13  Inference III

13.1 Concepts

Hypothesis Testing

The null hypothesis is a statement about the population parameter. Usually, the status quo. In research, it states no effect or no relationship between variables. The null hypothesis includes some form of the equality sign (i.e., \(\geq\), \(\leq\), or \(=\)).

The alternative hypothesis directly contradicts the null hypothesis. In research, it states the prediction of the effect or relationship. The alternative includes non-equality signs (i.e., \(>\), \(<\), or \(\ne\)).

To conduct hypothesis testing:

  1. Specify the null and alternate hypothesis.
  • For means use:

    • \(H_o: \mu \leq 0\); \(Ha: \mu > \mu_o\) right-tail probability

    • \(H_o: \mu \geq 0\); \(Ha: \mu < \mu_o\) left-tail probability

    • \(H_o: \mu = 0\); \(Ha: \mu \ne \mu_o\) two-tail probability

  • For proportions use:

    • \(H_o: P \leq 0\); \(Ha: P > P_o\) right-tail probability

    • \(H_o: P \geq 0\); \(Ha: P < P_o\) left-tail probability

    • \(H_o: P = 0\); \(Ha: P \ne P_o\) two-tail probability

  1. Specify the confidence level (i.e., how likely you would be to see non-extreme data, when assuming the null is true. False negative tolerance) and significance level (i.e. how likely you would be to see extreme data, when assuming the null is true. False positive tolerance). Confidence levels are usually set at, \(0.90\), \(0.95\), or \(0.99\), which correspond to \(10\)%, \(5\)%, and \(1\)% significant levels, respectively.

  2. Calculate the test statistic.

    • For a test on means use \(t_{df}= \frac {\bar x-\mu_o}{s/\sqrt{n}}\), where \(df=n-1\), \(\bar x\) is the sample mean, \(\mu_o\) is the hypothesized value of \(\mu\), \(s\) is the sample standard deviation, and \(n\) is the sample size.

    • For a test on proportions use \(z= \frac {\bar p- P_o}{\sqrt {P_o(1-P_o)/ n}}\), where \(\bar p\) is the sample proportion, \(P_o\) is the hypothesized value of the population proportion \(P\), and \(n\) is the sample size.

  3. Find the p-value (i.e., the likelihood of getting the observed or more extreme data, assuming the null hypothesis is true). (Substitute \(t\) for \(z\) if using proportions)

    • For a right-tail test, the \(p\)-value is \(P(T\geq t)\).

##########

» **Set problem 1**: Decide whether each statement agrees with the hypothesis testing passage, answering yes or no and quoting the words of the passage that settle it: (a) the alternative hypothesis includes non-equality signs; (b) the null hypothesis is usually the status quo; (c) in research, the null hypothesis states the prediction of an effect.
» **Set problem 2**: Please extend the hypothesis testing passage, starting right after its last line.

Dataset entries
##########

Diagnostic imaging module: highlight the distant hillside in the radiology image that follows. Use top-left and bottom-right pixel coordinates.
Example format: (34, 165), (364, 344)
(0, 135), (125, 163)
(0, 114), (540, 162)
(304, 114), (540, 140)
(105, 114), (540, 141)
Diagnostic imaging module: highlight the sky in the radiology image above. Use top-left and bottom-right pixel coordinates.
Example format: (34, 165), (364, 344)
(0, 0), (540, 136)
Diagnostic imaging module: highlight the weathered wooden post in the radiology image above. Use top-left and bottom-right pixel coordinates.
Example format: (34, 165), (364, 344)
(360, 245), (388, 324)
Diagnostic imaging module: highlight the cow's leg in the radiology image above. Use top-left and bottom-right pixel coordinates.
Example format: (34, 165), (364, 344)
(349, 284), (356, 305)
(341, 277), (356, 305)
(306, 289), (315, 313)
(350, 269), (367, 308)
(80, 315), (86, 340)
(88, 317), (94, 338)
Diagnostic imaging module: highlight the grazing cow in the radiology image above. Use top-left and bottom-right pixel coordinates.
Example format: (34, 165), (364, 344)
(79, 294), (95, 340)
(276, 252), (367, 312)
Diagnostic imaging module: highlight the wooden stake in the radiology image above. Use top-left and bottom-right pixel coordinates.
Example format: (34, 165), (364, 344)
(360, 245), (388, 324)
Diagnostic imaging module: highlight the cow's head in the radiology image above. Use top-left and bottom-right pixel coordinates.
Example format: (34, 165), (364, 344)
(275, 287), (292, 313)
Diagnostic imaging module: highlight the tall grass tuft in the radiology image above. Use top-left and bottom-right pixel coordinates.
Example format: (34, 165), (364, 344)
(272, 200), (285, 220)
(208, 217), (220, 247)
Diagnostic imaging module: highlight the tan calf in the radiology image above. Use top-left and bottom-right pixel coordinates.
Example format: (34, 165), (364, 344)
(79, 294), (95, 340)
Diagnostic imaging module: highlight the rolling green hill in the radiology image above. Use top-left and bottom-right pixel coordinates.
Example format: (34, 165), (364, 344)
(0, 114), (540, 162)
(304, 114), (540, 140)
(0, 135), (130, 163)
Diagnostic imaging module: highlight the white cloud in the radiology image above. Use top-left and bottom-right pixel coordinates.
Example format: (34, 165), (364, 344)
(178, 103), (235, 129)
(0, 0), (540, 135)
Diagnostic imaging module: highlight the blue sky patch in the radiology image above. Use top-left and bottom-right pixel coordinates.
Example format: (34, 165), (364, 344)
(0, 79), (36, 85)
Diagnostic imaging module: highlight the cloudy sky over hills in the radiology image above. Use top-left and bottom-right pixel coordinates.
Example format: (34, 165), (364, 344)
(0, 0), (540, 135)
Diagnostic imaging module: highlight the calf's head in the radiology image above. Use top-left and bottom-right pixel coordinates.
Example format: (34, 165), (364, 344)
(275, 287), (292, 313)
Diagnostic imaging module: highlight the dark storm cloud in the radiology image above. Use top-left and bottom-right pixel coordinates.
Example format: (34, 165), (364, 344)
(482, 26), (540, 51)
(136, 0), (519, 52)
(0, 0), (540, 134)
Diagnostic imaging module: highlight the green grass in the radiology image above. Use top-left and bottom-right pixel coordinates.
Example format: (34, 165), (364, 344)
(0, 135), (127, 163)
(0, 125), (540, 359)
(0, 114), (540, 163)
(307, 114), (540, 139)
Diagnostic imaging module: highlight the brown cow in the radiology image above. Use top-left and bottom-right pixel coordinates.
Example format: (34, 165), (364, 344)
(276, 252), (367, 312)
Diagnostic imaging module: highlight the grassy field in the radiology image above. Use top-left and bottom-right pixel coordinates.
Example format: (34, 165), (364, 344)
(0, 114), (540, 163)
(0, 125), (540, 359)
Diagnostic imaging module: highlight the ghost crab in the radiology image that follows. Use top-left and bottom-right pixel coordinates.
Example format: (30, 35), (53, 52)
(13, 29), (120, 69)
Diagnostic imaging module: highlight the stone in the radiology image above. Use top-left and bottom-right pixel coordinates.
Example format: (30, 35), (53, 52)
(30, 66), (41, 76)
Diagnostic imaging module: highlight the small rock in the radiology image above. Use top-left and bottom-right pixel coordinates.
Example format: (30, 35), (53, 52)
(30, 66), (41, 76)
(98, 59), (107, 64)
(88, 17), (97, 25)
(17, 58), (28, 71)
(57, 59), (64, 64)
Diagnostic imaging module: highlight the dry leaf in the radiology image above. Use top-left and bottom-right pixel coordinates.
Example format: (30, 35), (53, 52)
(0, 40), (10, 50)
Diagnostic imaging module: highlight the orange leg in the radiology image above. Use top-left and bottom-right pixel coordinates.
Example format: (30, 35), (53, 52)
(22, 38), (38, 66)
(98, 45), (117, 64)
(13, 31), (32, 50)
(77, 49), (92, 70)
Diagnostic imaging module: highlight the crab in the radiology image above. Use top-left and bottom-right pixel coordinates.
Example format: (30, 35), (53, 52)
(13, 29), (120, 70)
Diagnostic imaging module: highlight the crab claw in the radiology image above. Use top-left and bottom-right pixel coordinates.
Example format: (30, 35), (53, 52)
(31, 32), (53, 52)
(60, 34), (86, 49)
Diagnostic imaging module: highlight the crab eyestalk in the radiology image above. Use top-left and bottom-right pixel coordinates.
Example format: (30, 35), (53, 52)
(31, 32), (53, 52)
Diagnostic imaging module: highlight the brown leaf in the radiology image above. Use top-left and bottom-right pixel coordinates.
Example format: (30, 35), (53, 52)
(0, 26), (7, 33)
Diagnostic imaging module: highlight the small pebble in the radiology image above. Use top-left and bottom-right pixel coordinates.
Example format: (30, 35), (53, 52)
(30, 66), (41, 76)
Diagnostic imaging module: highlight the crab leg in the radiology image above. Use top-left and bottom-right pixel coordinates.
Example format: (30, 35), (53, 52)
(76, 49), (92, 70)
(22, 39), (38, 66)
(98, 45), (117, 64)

##########

» **Expected output 1**:
(a) Yes: "The alternative includes non-equality signs"
(b) Yes: "Usually, the status quo."
(c) No: "In research, it states no effect or no relationship between variables."

» **Expected output 2**:
    • For a left-tail test, the \(p\)-value is \(P(T\leq t)\).

    • For a two-tail test, the \(p\)-value is \(2P(T\geq t)\) if \(t>0\) or \(2P(T\leq t)\) if \(t<0\).

  4. The decision rule is to reject the null hypothesis when the \(p-value<\alpha\), and not to reject when \(p-value \geq alpha\).

Useful R Functions

t.test() generates a \(t\)-test for a vector of values. Use the alternative argument to specify “greater”, “less” or “two.sided” test. The mu argument specifies the hypothesized value for the mean. The conf.level sets the confidence level of the test (0.9,0.95,0.99, etc.).

prop.test() generates a proportion test when provided the number of successes and sample size.

13.2 Exercises

The following exercises will help you test your knowledge on Hypothesis Testing. In particular, the exercises work on:

  • Stating Null and Alternate Hypothesis.

  • Determine the statistical validity of the null hypothesis.

  • Conducting t-tests in R.

Answers are provided below. Try not to peak until you have a formulated your own answer and double checked your work for any mistakes.

Exercise 1

  1. Consider the following hypothesis: \(H_{o}: \mu=50\), \(H_{a}: \mu \neq 50\). A sample of \(16\) observations yields a mean of \(46\) and a standard deviation of \(10\). Calculate the value of the test statistic. At a \(5\)% significance level, does the population mean differ from \(50\)?

  2. Consider the following hypothesis: \(H_{o}: \mu \geq 100\), \(H_{a}: \mu < 100\). You take a sample from a normally distributed population that yields the values in the table below. Conduct a test at a \(1\)% significance level to prove the hypothesis.

96 102 93 87 92 82
  1. Consider the following hypothesis: \(H_{o}: \mu \leq 210\), \(H_{a}: \mu > 210\). You take a sample from a normally distributed population that yields the values in the table below. Conduct a test at a \(10\)% significance level to prove the hypothesis.
210 220 299 220 290 280 233 221 292 299

Exercise 2

According to a www.nps.gov, the period of time between Old Faithful’s eruptions is on average is \(92\) minutes. Use the built in faithful R data set and a two tail test to determine whether this claim is true.

Exercise 3

  1. To test if the population proportion differs from \(0.4\), a scientist draws a random sample of \(100\) observations and obtain a sample proportion of \(0.48\). Specify the competing hypothesis. At a \(5\)% significance level, does the population proportion differ from \(0.4\)?

  2. When taking a sample of \(320\) observations, \(128\) result in success.Test the following hypothesis \(H_{o}: p \geq 0.45\), \(H_{a}: p < 0.45\) at a \(5\)% significance level.

  3. Determine if more than \(50\)% of the observations in a population are below \(10\) with the sample data below. Conduct the test at a \(1\)% significance level.

8 12 5 9 14 11 9 3 7 12

Exercise 4

According to www.worldatlas.com, \(5\)% of the population has hazel color eyes. Use the built in HairEyeColor R data set and a two tail test to determine whether this claim is true.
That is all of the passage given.